** Source document **
__________________________________________________

Visiting Auroville reminds me of being in the United Nations headquarters building – a territory that doesn’t belong to any country. This echoes the township’s core philosophy, based on the Mother’s vision:

“There should be somewhere on earth a place which no nation could claim as its own, where all human beings of goodwill who have a sincere aspiration could live freely as citizens of the world.”

I planned a day-trip to Auroville during my visit to Pondicherry only to realize that that trying to ‘see’ Auroville is not doing justice to it. I ask an Aurovilian lady from Belgium what she recommends seeing in a day. “You need to spend at least a week seeing Auroville!” she says, laughing. “Just stay in this vicinity in that case,” she continues, gesturing to the Visitors Centre and its neighbouring buildings.

Auroville’s visitors centre is where ‘seeing’ Auroville starts and ends for a tourist. It explains the gist of Auroville from its sustainable living practices, culturally diverse residents, organic farms, and renewable energy. For outsiders, it’s an alternative way of life. For residents, it is the only way of life they know.

The Aurovilian lady from Belgium tells me that she grew up in the township since her parents worked in Auroville. “Of course, it’s eventually your decision whether to stay on or not,” she explains. Her partner and her are working to develop the area’s forestry, since the area was originally a large barren land.

They spend 2-months each year doing forestry work in other countries, so that they can earn some money. An Aurovilian’s basic needs are covered when living in the community, along with a standard maintenance fee regardless of the work that one pursues. She finds that those two months make her financial life smoother, since its tough to save money otherwise.

__________________________________________________

[Location identification items]

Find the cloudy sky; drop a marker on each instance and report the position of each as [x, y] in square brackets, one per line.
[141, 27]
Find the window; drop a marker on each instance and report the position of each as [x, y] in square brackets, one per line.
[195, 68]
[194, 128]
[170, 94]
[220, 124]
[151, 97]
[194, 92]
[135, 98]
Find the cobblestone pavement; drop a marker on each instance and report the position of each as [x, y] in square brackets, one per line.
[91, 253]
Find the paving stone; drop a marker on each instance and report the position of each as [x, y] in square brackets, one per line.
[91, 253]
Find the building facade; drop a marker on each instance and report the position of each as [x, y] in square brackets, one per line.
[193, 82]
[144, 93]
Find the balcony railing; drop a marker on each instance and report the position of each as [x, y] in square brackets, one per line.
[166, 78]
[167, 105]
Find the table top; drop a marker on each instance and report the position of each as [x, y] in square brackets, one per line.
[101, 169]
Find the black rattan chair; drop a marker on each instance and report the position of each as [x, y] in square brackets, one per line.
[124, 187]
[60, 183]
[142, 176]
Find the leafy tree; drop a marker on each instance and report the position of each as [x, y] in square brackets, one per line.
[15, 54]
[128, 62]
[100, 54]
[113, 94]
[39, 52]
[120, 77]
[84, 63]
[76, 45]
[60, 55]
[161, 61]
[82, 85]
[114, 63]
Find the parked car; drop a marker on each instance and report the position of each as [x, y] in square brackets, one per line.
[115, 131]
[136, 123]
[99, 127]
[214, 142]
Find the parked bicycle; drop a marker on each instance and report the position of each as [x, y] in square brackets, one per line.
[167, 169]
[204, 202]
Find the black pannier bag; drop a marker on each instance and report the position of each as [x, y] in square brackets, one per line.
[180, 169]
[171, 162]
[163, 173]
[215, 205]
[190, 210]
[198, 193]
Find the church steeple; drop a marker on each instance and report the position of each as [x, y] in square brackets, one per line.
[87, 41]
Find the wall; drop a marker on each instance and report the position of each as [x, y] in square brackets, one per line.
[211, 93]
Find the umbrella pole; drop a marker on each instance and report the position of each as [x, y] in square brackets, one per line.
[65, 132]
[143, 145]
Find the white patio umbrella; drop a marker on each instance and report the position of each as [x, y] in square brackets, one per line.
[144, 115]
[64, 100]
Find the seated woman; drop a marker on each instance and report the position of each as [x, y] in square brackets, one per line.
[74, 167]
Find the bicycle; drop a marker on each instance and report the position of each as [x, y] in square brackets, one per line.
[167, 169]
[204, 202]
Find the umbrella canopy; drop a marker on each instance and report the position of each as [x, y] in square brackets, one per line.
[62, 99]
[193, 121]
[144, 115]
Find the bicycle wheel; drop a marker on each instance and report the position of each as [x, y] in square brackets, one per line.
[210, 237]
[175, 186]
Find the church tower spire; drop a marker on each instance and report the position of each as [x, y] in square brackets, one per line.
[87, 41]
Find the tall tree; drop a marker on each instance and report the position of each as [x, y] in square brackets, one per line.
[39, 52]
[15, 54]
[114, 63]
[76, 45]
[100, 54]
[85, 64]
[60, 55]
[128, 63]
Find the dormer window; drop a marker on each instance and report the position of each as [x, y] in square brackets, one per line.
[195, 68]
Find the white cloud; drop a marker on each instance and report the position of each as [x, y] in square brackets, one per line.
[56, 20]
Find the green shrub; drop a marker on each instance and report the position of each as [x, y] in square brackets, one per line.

__________________________________________________

** Complete the following **
**1.** Answer these questions from the Auroville piece.
(a) What building does visiting Auroville remind the writer of?
(b) How long does the Aurovilian lady from Belgium say a person needs to spend seeing Auroville?
(c) How much of each year do she and her partner spend doing forestry work in other countries?
**2.** Report every line of the records that contains the string "black". Case counts when matching.

** Answers **
**1.**
(a) The United Nations headquarters building
(b) At least a week
(c) 2 months

**2.**
Find the black rattan chair; drop a marker on each instance and report the position of each as [x, y] in square brackets, one per line.
Find the black pannier bag; drop a marker on each instance and report the position of each as [x, y] in square brackets, one per line.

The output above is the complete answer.